Énoncé écrit A
Actualisez le passage de l'extrait consacré au livre sur Bong Joon-ho qui s'ouvre sur les mots contenant "La grille de" et se clôt sur "de la société.", en y substituant "français" à "hexagonal".

Segment de texte
· · ·
Pour autant, je ne peux rejeter l’angle choisi par Erwan Desbois dans Bong Joon-ho, désordre social : celui d’un cinéaste portant au sommet du palmarès cannois puis aux Oscars la situation des laissés pour compte. Si Parasite est un indéniable retour en forme du cinéaste après une peu convaincante expatriation, sa Palme me semble en partie liée à une synchronicité temporelle. Avec le mouvement des Gilets Jaunes d’abord. Avec une époque où, parce que la prospérité économique semble un lointain souvenir, un ressentiment vis-à-vis du sommet de la pyramide sociale souvent décrit comme un particularisme national de l’hexagone se répand chez une partie de l’opinion publique internationale. Et l’histoire a souvent montré que le lien avec les questions politiques avait souvent tendance à fédérer les jurys de grands festivals.

On peut déjà reconnaître une chose à l’auteur : s’il cite beaucoup Antoine Coppola, il ne reprend pas ses analyses parfois débattables sur les films coréens, juste ce que ce dernier raconte de l’impact des tumultes de l’histoire de la Corée du Sud sur la censure et le contenu des films coréens. Un des intérêts du livre est justement de raconter en accéléré une histoire du pays pour le moins agitée plus que visible dans les films produits.

Surtout, il montre que la mutation démocratique n’est pas forcément achevée dans les faits, en évoquant des soubresauts politiques récents pas toujours favorables aux libertés publiques. Il est aussi intéressant de mentionner le lien entre l’exposition de The Host et un faits divers réel, ou de rappeler la manière dont le contexte de la dictature militaire surgit par petites touches dans Memories of Murder.

La grille de lecture marxiste développée ici peut sembler lourde, voire anachronique pour un regard hexagonal. La question de l’Etat policier était une problématique d’opinion forte en France dans les années 1970, elle l’est nettement moins désormais. Mais il faut rappeler que l’on parle d’une démocratie asiatique encore jeune, et à l’échelle de l’histoire, le passé de la dictature militaire est trop récent pour avoir totalement disparu de la société.

En revanche, si une société avec la culture de compétition et le niveau d’inégalités sociales de la Corée du Sud représente du pain béni pour une grille de lecture marxiste, il y a quelque chose de forcé dans l’absence de libre arbitre développée dans le livre à propos du bas de la société coréenne (et par extension celle supposée des personnages du cinéaste). Ou sur la manière de plaquer sur l’œuvre du cinéaste le concept de lumpenprolétariat.
· · ·
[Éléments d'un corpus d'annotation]
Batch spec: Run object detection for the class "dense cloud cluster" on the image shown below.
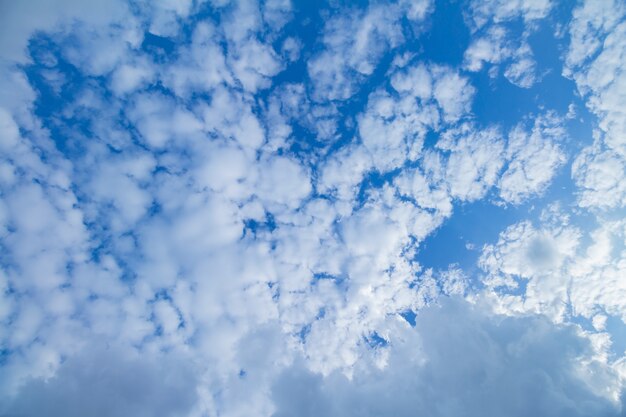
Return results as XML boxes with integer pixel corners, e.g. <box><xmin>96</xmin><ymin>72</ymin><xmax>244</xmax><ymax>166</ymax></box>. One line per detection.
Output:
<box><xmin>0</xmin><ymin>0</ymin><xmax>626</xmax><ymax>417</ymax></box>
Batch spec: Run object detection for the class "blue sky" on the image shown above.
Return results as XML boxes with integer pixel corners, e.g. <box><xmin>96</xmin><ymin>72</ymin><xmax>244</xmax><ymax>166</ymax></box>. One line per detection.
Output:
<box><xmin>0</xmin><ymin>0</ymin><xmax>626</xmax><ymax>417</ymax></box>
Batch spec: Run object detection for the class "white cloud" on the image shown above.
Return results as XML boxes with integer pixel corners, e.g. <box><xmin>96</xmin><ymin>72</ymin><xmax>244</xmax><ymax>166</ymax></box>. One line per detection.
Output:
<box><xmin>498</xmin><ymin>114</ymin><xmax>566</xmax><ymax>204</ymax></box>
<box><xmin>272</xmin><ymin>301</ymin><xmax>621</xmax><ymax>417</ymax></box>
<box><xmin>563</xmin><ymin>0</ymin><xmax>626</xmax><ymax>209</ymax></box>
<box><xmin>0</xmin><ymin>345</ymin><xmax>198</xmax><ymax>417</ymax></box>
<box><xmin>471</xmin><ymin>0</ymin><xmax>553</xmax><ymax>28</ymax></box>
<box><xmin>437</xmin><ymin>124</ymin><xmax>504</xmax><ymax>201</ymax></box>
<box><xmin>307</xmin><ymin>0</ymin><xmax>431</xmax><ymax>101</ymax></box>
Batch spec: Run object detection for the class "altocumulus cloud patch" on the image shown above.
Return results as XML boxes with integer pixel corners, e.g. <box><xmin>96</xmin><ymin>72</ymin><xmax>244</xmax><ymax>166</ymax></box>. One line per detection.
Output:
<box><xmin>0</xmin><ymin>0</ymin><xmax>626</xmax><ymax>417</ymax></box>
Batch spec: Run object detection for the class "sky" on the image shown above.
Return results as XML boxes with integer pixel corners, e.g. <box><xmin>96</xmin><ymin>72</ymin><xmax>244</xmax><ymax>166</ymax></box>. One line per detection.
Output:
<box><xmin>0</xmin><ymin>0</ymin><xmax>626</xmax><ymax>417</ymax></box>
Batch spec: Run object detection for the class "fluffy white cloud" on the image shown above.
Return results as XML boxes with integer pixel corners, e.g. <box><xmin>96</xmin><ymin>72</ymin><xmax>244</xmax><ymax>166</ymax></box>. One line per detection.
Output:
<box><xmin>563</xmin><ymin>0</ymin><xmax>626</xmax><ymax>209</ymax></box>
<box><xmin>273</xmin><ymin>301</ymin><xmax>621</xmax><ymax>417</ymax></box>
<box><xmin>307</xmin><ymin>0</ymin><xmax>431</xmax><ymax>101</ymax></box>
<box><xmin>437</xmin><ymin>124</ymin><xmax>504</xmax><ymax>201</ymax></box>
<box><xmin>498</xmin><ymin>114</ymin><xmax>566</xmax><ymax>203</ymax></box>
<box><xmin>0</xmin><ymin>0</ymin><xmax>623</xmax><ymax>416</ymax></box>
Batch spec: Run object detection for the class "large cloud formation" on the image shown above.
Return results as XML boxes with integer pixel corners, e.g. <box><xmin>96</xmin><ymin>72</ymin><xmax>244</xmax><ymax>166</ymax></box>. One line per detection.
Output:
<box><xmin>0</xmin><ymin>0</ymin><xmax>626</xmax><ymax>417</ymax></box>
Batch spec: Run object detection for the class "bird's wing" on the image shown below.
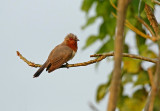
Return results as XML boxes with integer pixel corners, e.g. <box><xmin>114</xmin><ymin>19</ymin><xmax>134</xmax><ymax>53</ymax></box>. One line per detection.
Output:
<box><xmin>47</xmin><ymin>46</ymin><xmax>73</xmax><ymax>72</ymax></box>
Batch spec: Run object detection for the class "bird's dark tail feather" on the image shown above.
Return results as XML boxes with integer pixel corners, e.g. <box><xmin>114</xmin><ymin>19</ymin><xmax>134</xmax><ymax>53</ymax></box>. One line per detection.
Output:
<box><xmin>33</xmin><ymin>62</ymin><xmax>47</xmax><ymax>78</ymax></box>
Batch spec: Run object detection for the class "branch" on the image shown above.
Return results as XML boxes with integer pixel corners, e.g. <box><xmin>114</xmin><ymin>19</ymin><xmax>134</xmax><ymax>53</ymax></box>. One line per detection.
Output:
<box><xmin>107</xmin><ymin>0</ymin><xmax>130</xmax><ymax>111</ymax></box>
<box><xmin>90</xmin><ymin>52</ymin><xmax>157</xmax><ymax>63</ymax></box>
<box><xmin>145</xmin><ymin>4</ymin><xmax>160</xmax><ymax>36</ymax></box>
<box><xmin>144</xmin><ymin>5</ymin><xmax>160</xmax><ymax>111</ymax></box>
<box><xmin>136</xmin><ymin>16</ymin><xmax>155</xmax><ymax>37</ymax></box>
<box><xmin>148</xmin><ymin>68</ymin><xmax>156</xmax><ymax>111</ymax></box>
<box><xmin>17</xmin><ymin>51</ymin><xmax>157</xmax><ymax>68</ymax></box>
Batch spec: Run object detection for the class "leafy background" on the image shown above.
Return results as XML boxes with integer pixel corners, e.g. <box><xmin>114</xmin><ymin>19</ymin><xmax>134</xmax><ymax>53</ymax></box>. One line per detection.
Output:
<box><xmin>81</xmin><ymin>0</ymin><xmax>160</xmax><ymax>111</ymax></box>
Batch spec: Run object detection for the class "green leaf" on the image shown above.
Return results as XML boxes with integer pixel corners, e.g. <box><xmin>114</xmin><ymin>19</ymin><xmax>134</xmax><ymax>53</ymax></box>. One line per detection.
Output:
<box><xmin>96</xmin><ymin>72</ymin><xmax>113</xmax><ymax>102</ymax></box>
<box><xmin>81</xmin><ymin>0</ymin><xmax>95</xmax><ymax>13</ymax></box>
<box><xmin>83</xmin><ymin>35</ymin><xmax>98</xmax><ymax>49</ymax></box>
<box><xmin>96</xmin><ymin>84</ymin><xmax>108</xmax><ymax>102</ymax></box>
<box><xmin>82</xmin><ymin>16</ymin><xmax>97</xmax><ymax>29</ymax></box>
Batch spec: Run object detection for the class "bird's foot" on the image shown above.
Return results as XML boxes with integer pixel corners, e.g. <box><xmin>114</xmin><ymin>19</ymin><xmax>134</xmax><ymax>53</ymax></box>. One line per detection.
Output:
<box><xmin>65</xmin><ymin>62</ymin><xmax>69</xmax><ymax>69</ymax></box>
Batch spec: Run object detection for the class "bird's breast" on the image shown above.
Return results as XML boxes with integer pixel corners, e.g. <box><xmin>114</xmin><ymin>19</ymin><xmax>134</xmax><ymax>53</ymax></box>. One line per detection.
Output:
· · ·
Énoncé écrit B
Relevez chacune des lignes de la liste qui contiennent la chaîne "above", en tenant compte de la casse.

Réponse à la tâche A
La grille de lecture marxiste développée ici peut sembler lourde, voire anachronique pour un regard français. La question de l’Etat policier était une problématique d’opinion forte en France dans les années 1970, elle l’est nettement moins désormais. Mais il faut rappeler que l’on parle d’une démocratie asiatique encore jeune, et à l’échelle de l’histoire, le passé de la dictature militaire est trop récent pour avoir totalement disparu de la société.

Réponse à la tâche B
Batch spec: Run object detection for the class "blue sky" on the image shown above.
Batch spec: Run object detection for the class "white cloud" on the image shown above.
Batch spec: Run object detection for the class "altocumulus cloud patch" on the image shown above.
Batch spec: Run object detection for the class "sky" on the image shown above.
Batch spec: Run object detection for the class "fluffy white cloud" on the image shown above.
Batch spec: Run object detection for the class "large cloud formation" on the image shown above.
Batch spec: Run object detection for the class "bird's dark tail feather" on the image shown above.
Batch spec: Run object detection for the class "branch" on the image shown above.
Batch spec: Run object detection for the class "leafy background" on the image shown above.
Batch spec: Run object detection for the class "green leaf" on the image shown above.
Batch spec: Run object detection for the class "bird's foot" on the image shown above.
Batch spec: Run object detection for the class "bird's breast" on the image shown above.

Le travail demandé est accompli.